== Segment start ==
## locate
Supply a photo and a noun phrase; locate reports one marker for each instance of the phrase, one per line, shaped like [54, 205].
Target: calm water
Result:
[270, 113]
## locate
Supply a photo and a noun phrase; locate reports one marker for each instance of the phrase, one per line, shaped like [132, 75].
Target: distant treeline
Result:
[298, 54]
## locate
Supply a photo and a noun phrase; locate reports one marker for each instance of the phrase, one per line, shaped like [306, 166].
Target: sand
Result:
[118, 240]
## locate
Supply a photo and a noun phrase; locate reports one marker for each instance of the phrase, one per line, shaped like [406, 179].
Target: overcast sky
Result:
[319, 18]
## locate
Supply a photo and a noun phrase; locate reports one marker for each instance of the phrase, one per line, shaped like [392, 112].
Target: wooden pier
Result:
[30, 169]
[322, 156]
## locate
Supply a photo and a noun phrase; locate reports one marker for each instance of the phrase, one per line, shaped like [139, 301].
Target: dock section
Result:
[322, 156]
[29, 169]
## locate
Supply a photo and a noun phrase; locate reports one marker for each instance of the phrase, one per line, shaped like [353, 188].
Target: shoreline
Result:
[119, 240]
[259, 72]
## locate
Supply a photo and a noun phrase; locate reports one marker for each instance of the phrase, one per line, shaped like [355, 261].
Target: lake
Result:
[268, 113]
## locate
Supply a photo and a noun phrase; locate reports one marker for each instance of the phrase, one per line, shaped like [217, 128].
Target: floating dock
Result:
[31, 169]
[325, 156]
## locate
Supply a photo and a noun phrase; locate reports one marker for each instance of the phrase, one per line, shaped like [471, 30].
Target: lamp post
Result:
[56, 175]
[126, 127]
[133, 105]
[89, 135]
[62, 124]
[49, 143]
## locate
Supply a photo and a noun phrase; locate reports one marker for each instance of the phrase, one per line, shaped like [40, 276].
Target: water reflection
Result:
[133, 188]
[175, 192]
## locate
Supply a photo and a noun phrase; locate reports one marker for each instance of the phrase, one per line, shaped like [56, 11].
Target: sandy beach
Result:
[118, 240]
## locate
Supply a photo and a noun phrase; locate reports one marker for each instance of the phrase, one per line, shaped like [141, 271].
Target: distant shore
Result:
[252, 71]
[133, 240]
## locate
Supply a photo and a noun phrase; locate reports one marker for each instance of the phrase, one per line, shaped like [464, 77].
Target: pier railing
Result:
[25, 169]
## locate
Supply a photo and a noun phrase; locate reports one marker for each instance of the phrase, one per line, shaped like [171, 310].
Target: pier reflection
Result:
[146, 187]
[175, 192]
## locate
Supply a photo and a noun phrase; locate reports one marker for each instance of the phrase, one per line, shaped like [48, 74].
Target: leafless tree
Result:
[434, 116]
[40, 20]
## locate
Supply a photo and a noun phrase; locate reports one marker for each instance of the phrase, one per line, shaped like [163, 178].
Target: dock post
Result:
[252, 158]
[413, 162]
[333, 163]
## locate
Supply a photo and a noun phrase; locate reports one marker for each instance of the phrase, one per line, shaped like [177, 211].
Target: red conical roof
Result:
== Segment end ==
ACTIVITY: Return each line of the material in which the string "water" can be found.

PROBLEM SOLUTION:
Target: calm water
Target: water reflection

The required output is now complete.